## Problem requirements
Collect all lines below with the string "segment".
Material to process: Begin
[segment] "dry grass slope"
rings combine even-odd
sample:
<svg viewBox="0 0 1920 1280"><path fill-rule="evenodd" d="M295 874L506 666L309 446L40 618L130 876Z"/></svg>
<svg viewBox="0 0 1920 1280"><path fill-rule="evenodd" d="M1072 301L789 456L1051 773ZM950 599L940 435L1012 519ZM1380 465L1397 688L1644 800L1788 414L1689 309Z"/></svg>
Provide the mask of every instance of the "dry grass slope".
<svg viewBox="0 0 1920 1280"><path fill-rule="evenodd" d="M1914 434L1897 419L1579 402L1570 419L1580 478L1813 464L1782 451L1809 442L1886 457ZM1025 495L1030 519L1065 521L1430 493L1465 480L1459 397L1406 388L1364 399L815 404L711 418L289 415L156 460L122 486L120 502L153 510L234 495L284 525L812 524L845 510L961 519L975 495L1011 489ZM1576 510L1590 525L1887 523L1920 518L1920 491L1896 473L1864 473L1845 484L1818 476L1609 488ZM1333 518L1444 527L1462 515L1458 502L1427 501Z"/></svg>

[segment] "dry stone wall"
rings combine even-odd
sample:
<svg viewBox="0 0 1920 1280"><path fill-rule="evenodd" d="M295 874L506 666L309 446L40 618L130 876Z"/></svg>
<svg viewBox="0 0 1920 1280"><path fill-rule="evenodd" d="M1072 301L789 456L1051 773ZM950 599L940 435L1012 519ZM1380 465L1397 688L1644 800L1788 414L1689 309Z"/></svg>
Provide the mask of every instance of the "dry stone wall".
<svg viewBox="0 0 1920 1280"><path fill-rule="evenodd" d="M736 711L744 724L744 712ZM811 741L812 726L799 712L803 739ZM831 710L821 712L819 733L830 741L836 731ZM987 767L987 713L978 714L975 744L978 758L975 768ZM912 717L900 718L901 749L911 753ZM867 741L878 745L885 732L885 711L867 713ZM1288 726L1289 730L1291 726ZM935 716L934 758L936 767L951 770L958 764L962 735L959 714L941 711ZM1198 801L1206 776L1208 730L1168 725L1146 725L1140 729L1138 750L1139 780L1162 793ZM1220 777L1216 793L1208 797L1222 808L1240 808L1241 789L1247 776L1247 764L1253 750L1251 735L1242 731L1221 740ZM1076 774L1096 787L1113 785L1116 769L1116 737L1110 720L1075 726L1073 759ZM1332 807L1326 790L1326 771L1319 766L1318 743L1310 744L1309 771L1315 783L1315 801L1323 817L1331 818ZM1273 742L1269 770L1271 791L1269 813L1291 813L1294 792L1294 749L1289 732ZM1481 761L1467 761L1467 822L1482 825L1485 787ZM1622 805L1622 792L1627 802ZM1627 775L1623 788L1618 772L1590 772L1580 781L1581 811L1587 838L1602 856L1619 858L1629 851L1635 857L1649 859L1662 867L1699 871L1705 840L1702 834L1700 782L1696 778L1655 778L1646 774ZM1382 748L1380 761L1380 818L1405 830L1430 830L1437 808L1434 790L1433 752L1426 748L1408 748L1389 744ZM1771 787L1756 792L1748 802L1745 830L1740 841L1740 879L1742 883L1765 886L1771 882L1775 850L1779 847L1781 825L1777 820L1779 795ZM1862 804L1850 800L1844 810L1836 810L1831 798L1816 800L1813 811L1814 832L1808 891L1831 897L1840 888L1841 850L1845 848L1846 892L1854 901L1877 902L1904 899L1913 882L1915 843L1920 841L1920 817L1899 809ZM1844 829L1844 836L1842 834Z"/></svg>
Material to process: End
## Written answer
[segment] "dry grass slope"
[segment] "dry stone wall"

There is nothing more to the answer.